### Source material

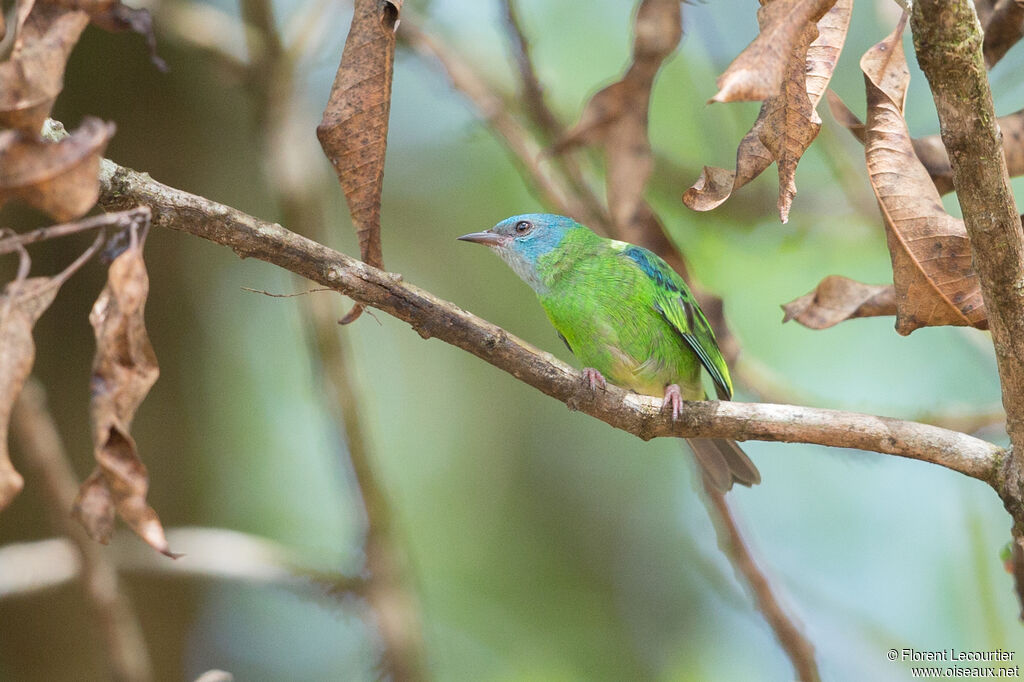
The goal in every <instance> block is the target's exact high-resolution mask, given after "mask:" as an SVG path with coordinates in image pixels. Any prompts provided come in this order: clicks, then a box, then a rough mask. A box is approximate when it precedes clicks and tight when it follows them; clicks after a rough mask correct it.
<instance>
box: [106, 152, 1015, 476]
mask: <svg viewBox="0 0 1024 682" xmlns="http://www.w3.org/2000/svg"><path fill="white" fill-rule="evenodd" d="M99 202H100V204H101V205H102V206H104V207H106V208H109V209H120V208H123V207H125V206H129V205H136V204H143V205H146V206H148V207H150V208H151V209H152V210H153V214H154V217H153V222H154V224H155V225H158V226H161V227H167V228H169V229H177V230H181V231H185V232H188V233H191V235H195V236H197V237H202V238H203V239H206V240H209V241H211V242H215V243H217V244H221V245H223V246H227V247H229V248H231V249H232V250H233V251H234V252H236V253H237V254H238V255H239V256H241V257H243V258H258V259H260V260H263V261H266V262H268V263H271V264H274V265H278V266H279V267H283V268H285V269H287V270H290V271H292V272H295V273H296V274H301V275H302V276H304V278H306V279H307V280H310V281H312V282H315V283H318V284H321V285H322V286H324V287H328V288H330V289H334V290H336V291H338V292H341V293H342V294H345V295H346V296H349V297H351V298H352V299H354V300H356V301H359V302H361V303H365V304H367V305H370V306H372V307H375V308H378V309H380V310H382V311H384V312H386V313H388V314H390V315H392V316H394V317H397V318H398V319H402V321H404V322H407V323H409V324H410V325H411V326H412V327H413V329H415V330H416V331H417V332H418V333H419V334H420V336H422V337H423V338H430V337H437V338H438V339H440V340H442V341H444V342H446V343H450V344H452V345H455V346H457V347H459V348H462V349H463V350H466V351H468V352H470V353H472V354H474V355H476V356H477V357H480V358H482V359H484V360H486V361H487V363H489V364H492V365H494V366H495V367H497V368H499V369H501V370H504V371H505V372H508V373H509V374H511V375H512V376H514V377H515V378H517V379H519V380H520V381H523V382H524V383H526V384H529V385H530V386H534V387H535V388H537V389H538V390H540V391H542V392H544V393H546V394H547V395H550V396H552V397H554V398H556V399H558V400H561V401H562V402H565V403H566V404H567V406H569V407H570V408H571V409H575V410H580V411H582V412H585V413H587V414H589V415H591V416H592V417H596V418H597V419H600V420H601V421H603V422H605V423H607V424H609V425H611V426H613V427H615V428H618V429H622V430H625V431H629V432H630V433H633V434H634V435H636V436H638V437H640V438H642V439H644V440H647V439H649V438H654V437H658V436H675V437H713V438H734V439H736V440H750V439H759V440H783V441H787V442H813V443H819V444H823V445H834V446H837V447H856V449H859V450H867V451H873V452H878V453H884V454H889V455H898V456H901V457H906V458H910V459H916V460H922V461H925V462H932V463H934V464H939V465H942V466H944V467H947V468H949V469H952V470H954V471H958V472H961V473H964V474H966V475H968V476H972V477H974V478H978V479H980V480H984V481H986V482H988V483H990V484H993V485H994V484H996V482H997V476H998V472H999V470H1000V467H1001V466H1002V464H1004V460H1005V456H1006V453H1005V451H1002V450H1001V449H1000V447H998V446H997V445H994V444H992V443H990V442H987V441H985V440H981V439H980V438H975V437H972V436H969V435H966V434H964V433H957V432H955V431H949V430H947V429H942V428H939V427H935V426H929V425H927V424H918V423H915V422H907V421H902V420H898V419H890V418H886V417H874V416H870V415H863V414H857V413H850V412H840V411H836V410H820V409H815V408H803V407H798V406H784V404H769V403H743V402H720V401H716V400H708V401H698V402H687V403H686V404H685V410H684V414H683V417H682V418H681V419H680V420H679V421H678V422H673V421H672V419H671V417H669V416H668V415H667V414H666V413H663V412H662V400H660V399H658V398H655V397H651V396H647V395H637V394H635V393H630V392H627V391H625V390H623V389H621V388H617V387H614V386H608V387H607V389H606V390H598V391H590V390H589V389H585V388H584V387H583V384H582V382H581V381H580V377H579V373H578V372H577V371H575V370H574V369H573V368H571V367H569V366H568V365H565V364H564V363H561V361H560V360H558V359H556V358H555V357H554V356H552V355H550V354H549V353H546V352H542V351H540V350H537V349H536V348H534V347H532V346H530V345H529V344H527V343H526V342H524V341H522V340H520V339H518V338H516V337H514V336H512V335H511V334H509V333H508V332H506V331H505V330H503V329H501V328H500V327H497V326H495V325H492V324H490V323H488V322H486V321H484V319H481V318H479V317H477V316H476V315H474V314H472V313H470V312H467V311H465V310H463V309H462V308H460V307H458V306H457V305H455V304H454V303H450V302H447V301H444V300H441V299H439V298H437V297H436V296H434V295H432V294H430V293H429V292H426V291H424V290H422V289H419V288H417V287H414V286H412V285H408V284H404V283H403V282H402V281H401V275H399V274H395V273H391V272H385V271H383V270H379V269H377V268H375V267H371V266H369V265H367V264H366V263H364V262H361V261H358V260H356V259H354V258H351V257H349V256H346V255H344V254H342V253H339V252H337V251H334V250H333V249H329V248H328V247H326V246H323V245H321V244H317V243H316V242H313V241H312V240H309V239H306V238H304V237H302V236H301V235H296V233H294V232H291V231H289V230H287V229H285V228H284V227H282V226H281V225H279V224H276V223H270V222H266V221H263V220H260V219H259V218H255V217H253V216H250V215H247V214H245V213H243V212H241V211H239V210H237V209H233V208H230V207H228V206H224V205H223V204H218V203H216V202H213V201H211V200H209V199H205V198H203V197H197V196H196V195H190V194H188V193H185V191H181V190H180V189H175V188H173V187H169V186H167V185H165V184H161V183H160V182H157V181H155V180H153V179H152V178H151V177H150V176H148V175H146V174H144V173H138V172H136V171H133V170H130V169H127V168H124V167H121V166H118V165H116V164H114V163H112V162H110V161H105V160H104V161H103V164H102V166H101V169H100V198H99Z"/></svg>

######
### Source material

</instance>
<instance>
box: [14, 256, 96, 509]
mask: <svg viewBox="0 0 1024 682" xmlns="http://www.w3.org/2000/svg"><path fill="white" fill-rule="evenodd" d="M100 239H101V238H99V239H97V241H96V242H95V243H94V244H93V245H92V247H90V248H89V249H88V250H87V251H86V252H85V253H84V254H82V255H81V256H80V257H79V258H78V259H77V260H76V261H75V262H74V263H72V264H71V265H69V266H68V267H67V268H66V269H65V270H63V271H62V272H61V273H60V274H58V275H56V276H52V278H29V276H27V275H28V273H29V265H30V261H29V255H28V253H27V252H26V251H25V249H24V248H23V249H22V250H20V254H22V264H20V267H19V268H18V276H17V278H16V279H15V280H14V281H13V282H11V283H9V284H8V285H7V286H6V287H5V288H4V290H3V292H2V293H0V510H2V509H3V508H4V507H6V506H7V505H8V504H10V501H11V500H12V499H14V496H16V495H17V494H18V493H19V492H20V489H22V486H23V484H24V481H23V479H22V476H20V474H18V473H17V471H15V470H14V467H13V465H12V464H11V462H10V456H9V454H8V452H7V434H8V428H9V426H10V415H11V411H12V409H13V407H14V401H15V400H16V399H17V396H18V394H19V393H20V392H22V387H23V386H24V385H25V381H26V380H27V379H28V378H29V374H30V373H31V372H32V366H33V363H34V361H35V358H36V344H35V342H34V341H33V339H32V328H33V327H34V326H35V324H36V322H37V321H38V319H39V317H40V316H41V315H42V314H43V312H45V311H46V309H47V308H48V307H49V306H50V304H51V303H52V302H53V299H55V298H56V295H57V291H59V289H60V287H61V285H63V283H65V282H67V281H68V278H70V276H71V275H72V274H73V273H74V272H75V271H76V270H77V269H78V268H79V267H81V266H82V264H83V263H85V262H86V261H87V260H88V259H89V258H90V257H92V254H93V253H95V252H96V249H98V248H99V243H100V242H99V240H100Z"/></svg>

######
### Source material

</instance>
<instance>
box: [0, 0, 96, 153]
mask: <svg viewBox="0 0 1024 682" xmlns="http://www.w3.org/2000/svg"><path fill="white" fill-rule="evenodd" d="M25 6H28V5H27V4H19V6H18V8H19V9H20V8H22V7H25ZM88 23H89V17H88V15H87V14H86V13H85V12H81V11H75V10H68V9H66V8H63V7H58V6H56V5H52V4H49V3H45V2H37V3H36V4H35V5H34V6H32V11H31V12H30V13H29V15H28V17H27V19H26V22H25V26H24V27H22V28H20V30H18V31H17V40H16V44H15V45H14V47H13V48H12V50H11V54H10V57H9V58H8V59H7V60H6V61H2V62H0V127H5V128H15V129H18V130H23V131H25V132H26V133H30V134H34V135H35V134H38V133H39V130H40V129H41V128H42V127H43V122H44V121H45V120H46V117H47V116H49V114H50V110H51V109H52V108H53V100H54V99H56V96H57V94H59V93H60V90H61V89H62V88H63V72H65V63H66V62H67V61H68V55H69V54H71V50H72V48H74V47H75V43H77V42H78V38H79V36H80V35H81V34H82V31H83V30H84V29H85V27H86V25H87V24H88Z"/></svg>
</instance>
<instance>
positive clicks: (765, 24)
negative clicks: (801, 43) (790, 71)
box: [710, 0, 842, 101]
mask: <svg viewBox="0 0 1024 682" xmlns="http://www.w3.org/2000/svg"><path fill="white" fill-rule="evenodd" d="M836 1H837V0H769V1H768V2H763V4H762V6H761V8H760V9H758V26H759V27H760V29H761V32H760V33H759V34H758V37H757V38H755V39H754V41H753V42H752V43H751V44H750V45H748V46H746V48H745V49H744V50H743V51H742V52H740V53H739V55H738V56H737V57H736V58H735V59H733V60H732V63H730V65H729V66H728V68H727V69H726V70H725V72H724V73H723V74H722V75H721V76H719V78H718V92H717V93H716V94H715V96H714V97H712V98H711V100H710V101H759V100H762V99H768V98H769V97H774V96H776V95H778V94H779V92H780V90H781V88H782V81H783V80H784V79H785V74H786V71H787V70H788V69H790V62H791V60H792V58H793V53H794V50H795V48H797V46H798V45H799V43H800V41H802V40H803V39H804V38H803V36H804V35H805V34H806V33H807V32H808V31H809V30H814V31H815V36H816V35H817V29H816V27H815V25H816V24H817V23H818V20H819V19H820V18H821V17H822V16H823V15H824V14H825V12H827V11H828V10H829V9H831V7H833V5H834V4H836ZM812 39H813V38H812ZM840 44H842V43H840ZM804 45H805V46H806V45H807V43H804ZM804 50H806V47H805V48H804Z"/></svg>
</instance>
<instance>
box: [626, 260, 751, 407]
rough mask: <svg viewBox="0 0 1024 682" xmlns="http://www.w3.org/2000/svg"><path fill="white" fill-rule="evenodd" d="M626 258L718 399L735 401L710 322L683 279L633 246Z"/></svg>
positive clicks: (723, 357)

######

→ **What the task requires**:
Read through the entries and copy each line in which "clicks" appears.

→ **Output for this task**:
The goal in every <instance> block is the target's exact high-resolution mask, given after "mask:" as an SVG path with coordinates in image pixels. Any prompts provided come in this order: clicks, then a box, then a rough mask. A box is approximate when it precedes clicks and tight when it follows them; clicks after a rough mask correct it.
positive clicks: (765, 24)
negative clicks: (801, 43) (790, 71)
positive clicks: (723, 357)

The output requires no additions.